Brontekst:

________________________________________

Turfsteken was zeer zwaar werk. Dat gold voor het steken als zodanig, als voor
alle erbij horende werkzaamheden als uitvaren - wegrijden van het gestoken veen
met een kruiwagen - vangen, optassen, omzetten voor het
drogen, Iaden, op mijten zetten enz. Bij warm weer was het transpireren
geblazen en bij regen kou lijden. In de vroegere vastenwetten van de R.K. Kerk
waren de Peelwerkers, evenals bijv. de mijnwerkers, machinisten en stokers,
gedispenseerd van de vasten- en onthoudingswet.
Ruw gezegd
werd vóór 1900 in de Astense Peel turf gestoken uit kuilen. Die kuilen maakte
men, al turf stekend, zelf in het veen. Zo was het al enkele eeuwen lang
gebeurd en men ging er dus gewoon mee door, daartoe ook gedwongen door de
bestendige wateroverlast. Elders is men veel langer met het in kuilen steken
doorgegaan dan in Asten, bijv. in Liessel, waar men heel grote kuilen maakte.

________________________________________

Taak 1:
Kloppen de beweringen (a), (b) en (c) met de tekst over turfsteken? Antwoord telkens met ja of nee en citeer de woorden uit de tekst die de doorslag geven.
(a) De Peelwerkers waren vrijgesteld van de vasten- en onthoudingswet van de R.K. Kerk.
(b) Vóór 1900 werd in de Astense Peel turf gestoken uit kuilen.
(c) In Asten is men langer doorgegaan met steken in kuilen dan elders.
Taak 2: Vat de tekst over turfsteken samen in twee zinnen.

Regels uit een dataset
________________________________________

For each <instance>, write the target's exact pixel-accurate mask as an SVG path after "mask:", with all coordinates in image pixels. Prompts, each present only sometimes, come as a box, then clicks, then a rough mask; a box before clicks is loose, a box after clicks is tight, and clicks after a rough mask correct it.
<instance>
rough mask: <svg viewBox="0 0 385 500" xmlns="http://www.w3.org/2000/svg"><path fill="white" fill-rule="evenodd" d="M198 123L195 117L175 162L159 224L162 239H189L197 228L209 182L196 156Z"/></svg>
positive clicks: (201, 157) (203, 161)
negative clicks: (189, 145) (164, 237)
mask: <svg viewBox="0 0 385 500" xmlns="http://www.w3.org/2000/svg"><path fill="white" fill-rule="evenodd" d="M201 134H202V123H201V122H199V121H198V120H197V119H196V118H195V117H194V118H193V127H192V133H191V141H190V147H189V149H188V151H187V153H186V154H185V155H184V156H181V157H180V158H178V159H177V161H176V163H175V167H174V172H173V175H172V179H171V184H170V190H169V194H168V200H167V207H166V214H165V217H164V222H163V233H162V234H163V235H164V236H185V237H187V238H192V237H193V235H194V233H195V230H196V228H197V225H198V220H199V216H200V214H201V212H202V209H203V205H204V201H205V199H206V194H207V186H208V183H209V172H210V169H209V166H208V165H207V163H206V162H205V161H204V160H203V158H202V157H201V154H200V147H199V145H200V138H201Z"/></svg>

________________________________________

Antwoord 1:
(a) Ja: "waren de Peelwerkers, evenals bijv. de mijnwerkers, machinisten en stokers, gedispenseerd van de vasten- en onthoudingswet."
(b) Ja: "werd vóór 1900 in de Astense Peel turf gestoken uit kuilen."
(c) Nee: "Elders is men veel langer met het in kuilen steken doorgegaan dan in Asten"

Antwoord 2: Turfsteken en alle bijbehorende werkzaamheden waren zeer zwaar werk, en in de vroegere vastenwetten van de R.K. Kerk waren de Peelwerkers gedispenseerd van de vasten- en onthoudingswet. Vóór 1900 werd in de Astense Peel turf gestoken uit kuilen die men al stekend zelf maakte, mede gedwongen door de bestendige wateroverlast, en elders, zoals in Liessel, ging men daar veel langer mee door dan in Asten.